- To do -
Repeat every line below exactly, word for word.

- Entries -
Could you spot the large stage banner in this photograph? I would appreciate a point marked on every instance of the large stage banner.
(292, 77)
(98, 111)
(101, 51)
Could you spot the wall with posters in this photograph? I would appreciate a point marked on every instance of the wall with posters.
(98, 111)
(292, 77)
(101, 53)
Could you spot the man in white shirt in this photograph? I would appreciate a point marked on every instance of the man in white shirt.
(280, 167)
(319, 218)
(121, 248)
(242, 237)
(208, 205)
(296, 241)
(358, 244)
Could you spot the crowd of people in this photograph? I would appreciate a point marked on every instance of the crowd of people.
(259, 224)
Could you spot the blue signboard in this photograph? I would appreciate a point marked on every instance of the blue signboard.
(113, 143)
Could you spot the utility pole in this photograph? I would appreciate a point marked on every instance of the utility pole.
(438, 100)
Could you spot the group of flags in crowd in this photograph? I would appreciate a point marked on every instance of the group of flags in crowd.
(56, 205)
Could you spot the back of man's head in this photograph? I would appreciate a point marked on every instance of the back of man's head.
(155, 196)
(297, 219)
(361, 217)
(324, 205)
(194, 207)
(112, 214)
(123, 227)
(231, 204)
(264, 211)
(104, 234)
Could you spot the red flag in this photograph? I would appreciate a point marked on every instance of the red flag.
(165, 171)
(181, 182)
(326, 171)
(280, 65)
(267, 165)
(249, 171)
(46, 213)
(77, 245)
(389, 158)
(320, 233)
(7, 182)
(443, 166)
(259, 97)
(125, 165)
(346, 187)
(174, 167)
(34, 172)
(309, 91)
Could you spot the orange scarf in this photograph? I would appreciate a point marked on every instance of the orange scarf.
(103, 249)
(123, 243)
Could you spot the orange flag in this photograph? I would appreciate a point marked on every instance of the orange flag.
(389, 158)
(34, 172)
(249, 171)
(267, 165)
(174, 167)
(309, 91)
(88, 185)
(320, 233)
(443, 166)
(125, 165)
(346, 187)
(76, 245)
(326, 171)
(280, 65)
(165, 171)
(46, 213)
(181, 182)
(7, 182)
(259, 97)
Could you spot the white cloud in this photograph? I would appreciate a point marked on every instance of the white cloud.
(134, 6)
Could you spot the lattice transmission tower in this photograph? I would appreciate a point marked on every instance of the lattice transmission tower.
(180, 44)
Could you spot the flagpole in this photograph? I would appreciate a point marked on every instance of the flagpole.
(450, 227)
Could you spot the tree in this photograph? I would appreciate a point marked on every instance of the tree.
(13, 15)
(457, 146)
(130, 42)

- Correct result -
Could you spot the large stage banner in this photograph? I would appreciate a point marked on every instance of the large stage banner.
(292, 77)
(98, 111)
(101, 51)
Could you spot the wall with posters in this photograph? I would appreciate a point marked on every instance of the wall with posters.
(98, 111)
(292, 77)
(101, 53)
Could you spot the man in white shirt in this photograph? I would appreciate a point marked on every instance of the man in white shirt.
(280, 167)
(319, 218)
(121, 248)
(242, 237)
(208, 205)
(296, 241)
(358, 244)
Could you spot the crowd of people in this photograph? I would appreciate a point marked on every instance of the crowd of people.
(259, 224)
Could you spot the blue signboard in this photograph? I would appreciate a point marked on every instance of the blue signboard.
(113, 143)
Could you spot the utility pole in this photograph? I would appreciate a point marked on every instance of the utility pole.
(438, 100)
Could you spot the group of flags in crowd in this photograph? I would appreciate a point marked on every instance of the group of flags in crowd.
(56, 205)
Could you spot the back of man's head in this photograph? I would appreciate a point marked on every instance of the back of man's head.
(155, 196)
(297, 219)
(361, 217)
(324, 205)
(194, 207)
(112, 214)
(123, 227)
(231, 204)
(264, 211)
(104, 234)
Could you spot the red flag in this photograph? I would appreciate a point marked on every instance of the red flag.
(165, 171)
(181, 182)
(326, 171)
(280, 65)
(267, 165)
(249, 171)
(46, 213)
(77, 245)
(389, 158)
(320, 233)
(7, 182)
(443, 166)
(259, 97)
(125, 165)
(346, 187)
(174, 167)
(34, 172)
(309, 91)
Could you spot the orange scarf in this photograph? I would appreciate a point marked on every instance of the orange scarf.
(103, 249)
(123, 243)
Could you spot the orange flag in this photograph? I would appreciate a point marked on every instance of the orange flag.
(389, 158)
(34, 172)
(249, 171)
(267, 165)
(174, 167)
(309, 91)
(88, 185)
(320, 233)
(443, 166)
(125, 165)
(346, 187)
(76, 245)
(326, 171)
(280, 65)
(165, 171)
(46, 213)
(181, 182)
(7, 182)
(259, 97)
Could you spot the white cloud in this photograph? I would appreciate a point marked on every instance of the white cloud.
(134, 6)
Could you spot the lattice transmission tower in this photograph? I would appreciate a point marked on every instance of the lattice transmission tower.
(180, 44)
Could you spot the flagpole in this photograph? I would appreciate a point marked on every instance of the flagpole.
(450, 227)
Could you spot the tree in this photograph? I would appreciate a point marked on every instance of the tree.
(13, 15)
(457, 146)
(130, 42)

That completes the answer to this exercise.